Selected passage.
From top left: Jose Gonzalez (photo credit: Lilita Wood), Justin Forrest Parks, Danielle Williams (photo credit: Maricela Rosales), James Edward Mills, Len Necefer, Elyse Rylander, and Mikah Meyer

When journalist James Edward Mills, 51, attended his first Outdoor Retailer show in 1992 he was surrounded by thousands of people yet he felt utterly alone. Like many walking the aisles, Mills shared the same love of the outdoors that they did. But he was also very different from most everyone there. He was one of the few African Americans at a massive industry gathering that was glaringly white.

“Nobody looked like me,” laughs Mills. “People were very friendly when they met me but they were also visibly taken aback.”

The demographics of people attending Outdoor Retailer were just a microcosm of the non-diverse population that the industry believed was engaging in backcountry recreation and adventure sports during that era. “I was working for an outdoor equipment company and they thought like the rest of the industry that their target demographic was a white male and his friends,” says Mills. “They told me they didn’t want to market to African Americans because they didn’t think that demographic spent time outdoors.”

More than 25 years after that first show, Mills has witnessed a transformation. The narrow mindset held by many in the industry is changing to embrace a more enlightened and factually accurate view of who is interested in outdoor recreation. And since people of color will become the majority in the United States in the next 20 years, embracing diversity is also good for business.

[Data records]
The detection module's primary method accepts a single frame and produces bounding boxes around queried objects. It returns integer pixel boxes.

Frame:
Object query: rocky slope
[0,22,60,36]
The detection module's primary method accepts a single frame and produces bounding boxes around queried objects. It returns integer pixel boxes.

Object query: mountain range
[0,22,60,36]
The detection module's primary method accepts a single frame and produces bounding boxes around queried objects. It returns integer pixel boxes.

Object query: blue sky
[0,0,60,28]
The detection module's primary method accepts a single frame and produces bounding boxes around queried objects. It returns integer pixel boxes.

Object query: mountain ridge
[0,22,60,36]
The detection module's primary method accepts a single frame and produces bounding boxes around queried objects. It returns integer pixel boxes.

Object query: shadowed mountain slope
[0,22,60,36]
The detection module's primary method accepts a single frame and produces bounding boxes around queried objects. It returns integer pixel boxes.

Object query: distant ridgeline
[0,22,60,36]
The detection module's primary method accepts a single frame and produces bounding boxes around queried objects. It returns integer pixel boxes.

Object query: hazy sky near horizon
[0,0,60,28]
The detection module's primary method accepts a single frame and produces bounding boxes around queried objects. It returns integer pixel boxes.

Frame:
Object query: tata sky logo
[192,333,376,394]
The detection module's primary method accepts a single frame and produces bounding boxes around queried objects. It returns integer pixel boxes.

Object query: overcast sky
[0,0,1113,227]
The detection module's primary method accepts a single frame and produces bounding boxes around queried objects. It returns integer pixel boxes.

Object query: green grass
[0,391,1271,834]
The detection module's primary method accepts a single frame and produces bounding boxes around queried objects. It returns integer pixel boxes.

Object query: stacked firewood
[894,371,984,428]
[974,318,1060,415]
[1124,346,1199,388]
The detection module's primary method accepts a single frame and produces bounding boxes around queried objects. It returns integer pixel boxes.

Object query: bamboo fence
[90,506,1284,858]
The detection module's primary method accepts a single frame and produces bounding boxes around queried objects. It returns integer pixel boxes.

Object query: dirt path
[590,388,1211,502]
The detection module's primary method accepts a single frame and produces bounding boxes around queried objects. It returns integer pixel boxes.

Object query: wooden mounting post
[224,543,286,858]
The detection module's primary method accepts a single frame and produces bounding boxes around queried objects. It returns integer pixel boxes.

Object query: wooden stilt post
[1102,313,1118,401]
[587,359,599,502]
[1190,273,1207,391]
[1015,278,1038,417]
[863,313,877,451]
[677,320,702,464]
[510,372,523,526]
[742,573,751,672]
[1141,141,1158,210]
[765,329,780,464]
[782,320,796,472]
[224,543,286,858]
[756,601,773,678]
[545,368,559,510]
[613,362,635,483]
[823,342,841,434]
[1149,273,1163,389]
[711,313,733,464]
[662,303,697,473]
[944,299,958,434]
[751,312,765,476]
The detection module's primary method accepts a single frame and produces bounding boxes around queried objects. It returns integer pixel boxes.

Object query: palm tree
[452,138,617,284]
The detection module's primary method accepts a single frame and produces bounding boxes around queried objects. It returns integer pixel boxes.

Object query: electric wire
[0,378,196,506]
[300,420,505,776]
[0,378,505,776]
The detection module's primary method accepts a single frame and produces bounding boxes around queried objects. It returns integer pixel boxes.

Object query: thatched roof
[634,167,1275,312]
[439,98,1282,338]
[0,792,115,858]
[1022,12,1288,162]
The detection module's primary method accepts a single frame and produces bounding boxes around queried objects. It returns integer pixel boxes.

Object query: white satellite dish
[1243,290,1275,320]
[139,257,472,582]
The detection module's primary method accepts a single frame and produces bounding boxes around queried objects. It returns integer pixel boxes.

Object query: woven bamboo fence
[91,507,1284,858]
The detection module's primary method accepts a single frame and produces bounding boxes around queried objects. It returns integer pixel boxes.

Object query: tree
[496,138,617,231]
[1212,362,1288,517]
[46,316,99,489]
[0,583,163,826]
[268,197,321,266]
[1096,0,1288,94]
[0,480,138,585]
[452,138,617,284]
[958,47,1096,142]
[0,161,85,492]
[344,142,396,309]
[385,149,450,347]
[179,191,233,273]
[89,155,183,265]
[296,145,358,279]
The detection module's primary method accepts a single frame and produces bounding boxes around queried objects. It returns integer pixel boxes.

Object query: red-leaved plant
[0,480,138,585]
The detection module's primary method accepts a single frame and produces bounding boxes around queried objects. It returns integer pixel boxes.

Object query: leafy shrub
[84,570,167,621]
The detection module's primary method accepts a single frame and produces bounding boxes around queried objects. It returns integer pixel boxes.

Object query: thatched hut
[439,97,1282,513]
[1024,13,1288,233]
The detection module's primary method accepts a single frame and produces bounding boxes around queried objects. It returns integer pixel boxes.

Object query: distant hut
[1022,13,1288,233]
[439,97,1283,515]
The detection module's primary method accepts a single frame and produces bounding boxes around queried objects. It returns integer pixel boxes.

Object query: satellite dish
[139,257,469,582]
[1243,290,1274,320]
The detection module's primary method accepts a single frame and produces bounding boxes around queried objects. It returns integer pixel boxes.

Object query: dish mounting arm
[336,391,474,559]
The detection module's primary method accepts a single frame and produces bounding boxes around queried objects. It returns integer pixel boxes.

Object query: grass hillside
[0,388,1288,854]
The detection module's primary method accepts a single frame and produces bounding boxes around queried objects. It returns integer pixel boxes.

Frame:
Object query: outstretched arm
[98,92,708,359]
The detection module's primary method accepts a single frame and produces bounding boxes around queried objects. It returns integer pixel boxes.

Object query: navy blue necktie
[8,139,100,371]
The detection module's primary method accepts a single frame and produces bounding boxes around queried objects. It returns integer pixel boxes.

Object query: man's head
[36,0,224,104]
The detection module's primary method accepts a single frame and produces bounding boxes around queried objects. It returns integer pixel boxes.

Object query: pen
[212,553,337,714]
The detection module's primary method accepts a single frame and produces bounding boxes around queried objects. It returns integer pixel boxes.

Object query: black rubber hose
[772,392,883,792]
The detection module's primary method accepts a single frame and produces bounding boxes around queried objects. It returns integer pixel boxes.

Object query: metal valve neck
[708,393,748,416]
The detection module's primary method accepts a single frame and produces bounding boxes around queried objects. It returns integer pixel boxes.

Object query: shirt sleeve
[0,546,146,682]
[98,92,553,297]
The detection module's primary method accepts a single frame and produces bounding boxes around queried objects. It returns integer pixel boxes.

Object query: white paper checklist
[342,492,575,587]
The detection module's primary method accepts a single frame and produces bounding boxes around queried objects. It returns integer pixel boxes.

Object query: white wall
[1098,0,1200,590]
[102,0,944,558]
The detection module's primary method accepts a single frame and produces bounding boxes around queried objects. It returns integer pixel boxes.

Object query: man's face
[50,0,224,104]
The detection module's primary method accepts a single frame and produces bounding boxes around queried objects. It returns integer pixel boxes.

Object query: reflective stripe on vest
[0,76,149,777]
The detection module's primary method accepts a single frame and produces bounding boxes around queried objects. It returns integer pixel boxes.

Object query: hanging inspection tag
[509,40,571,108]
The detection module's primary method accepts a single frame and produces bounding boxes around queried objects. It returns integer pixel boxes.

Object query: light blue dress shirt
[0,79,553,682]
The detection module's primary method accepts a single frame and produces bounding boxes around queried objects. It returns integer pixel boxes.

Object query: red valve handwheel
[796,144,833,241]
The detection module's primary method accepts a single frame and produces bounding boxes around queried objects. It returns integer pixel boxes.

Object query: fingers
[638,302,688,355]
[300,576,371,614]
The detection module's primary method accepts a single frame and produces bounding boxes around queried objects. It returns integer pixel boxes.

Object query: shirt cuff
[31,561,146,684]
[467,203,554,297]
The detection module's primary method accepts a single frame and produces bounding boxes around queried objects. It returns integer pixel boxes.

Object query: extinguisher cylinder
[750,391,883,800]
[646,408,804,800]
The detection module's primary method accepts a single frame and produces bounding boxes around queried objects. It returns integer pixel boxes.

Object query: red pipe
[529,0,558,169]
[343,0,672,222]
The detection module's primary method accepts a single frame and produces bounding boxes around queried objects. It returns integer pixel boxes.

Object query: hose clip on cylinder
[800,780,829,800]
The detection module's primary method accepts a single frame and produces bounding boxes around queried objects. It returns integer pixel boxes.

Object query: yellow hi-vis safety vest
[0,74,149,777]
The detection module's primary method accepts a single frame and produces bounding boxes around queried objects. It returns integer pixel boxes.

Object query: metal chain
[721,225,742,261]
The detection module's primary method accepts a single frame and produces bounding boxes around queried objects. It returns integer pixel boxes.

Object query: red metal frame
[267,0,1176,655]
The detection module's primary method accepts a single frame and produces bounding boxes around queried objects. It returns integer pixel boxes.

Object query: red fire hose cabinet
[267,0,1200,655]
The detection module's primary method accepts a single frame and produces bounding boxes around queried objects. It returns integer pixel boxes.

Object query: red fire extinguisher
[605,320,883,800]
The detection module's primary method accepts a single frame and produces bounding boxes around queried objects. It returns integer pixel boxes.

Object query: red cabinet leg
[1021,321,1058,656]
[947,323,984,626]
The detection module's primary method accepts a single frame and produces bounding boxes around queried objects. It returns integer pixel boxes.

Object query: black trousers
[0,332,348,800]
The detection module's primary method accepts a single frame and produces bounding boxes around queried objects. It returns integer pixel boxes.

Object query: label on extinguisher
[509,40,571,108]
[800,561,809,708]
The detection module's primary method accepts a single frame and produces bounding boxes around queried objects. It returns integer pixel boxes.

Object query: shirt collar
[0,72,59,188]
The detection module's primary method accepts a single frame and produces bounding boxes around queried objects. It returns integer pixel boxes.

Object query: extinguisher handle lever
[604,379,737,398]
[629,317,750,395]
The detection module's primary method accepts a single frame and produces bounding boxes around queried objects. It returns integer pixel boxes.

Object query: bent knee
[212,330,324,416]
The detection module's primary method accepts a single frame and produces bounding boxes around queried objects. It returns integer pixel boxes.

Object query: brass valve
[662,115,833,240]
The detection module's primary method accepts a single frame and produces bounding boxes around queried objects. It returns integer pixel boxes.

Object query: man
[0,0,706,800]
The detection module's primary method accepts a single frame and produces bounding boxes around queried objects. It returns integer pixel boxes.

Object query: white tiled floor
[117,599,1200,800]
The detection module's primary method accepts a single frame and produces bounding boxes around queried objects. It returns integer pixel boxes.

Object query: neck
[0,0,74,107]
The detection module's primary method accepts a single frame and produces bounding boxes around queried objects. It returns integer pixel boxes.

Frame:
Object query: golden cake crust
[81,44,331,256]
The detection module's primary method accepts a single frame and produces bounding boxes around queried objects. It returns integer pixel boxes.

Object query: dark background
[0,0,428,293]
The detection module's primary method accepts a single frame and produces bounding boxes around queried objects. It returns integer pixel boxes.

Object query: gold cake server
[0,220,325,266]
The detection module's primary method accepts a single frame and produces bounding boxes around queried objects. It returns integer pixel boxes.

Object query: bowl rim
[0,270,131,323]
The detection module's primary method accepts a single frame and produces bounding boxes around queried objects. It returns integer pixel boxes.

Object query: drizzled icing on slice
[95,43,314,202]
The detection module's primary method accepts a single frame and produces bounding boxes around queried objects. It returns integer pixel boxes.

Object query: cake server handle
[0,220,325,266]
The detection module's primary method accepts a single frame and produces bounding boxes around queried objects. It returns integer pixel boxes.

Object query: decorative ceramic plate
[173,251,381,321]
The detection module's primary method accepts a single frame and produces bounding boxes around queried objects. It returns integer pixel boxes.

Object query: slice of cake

What to do.
(a) Transcribe the article on diversity in the outdoor industry, everything from "More than 25" down to "good for business.".
(b) Write the next part of the article on diversity in the outdoor industry, picking up after its last sentence.
The listing has nothing to do with the work here.

Answers for this exercise.
(a)
More than 25 years after that first show, Mills has witnessed a transformation. The narrow mindset held by many in the industry is changing to embrace a more enlightened and factually accurate view of who is interested in outdoor recreation. And since people of color will become the majority in the United States in the next 20 years, embracing diversity is also good for business.

(b)
Mills was especially heartened by the number of non-whites walking the Outdoor Retailer aisles in 2017. “This is progress but you can’t assume everything is just fine just because more people of color are going to the show,” cautions Mills. “The power structure of companies in the industry needs to change. More people of color need to be hired and put in management positions.” Marketing is also in need of a reboot that goes well beyond diversity in photos. “You have to achieve cultural relevance in [non-white] communities,” adds Mills. “The outreach needs to be explicit with the message that the outdoors is for everyone.”

But how to accomplish such a herculean task?

Fortunately, many of the people of color who are OR newcomers are not just showing up. They are taking charge and forcing change. These millennials are wicked smart with social media and are determined to replace the outdoor industry’s monoculture with a far more diverse reality. SNEWS recently visited with six of these emerging leaders to get their take on what needs to happen for the industry to move beyond window dressing and truly achieve diversity, equity and inclusion.

Get involved: The Next 100 Coalition is a group of more than 50 organizations that are working together to achieve greater diversity and inclusion on national parks and other public lands. Visit this site more info

Danielle Williams

Williams, 31, is an active duty military officer who came to adventure sports through sky diving. In 2016 she started Melanin Base Camp as an Instagram platform to showcase people of color in adventure sports. It now has 6,000-plus followers along with a website featuring eight adventure athlete bloggers. Williams and her colleagues have also just introduced the Diversify Outdoors website which brings together some 15 organizations that are promoting diversity in the outdoor world.

For Williams, the issue around the seeming lack of diversity in the outdoors is not rooted in actual reality but a myth perpetuated by marketing that caters to predominately white audiences. “It’s important to acknowledge that people of color are already outside,” says Williams. “We’re simply absent from the stories that America tells herself about the outdoors. Let’s get rid of the damaging stereotypes.” This is why Williams shifted the initial focus of Melanin Basecamp from inspiring people of color to get outdoors. Now she is simply telling the stories of non-white recreationists and their backcountry adventures.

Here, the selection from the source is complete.